◆ STORED RECORDS:
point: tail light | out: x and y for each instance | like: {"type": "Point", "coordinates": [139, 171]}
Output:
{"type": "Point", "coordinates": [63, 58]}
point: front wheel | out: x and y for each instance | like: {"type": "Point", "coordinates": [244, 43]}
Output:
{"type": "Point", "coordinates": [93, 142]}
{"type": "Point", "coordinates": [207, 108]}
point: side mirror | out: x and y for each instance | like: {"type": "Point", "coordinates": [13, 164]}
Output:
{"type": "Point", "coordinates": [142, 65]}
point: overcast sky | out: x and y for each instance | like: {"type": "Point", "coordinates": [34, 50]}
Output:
---
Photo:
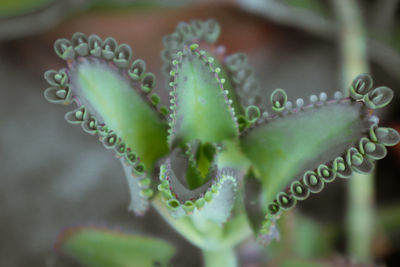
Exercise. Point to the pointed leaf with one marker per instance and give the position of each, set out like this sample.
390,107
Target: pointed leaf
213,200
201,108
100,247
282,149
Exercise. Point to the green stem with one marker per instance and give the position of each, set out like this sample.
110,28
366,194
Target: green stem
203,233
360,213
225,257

◆ DIRECTIVE:
Return each line above that contains the word "like", copying every such line in full.

◆ TASK OUTPUT:
point: tail light | out: x and y for each instance | like: {"type": "Point", "coordinates": [139, 171]}
point: front wheel | out: x and y for each instance | like: {"type": "Point", "coordinates": [244, 43]}
point: side mirror | out: x and y for each instance | like: {"type": "Point", "coordinates": [13, 164]}
point: overcast sky | out: x and y for each instance | like: {"type": "Point", "coordinates": [34, 50]}
Exercise. Point to the pointed leaf with one marker per instance and give the position of each, set out like this sample.
Exercise. Point to the green stem with one marker per instance and give the position of each, set out like this sample.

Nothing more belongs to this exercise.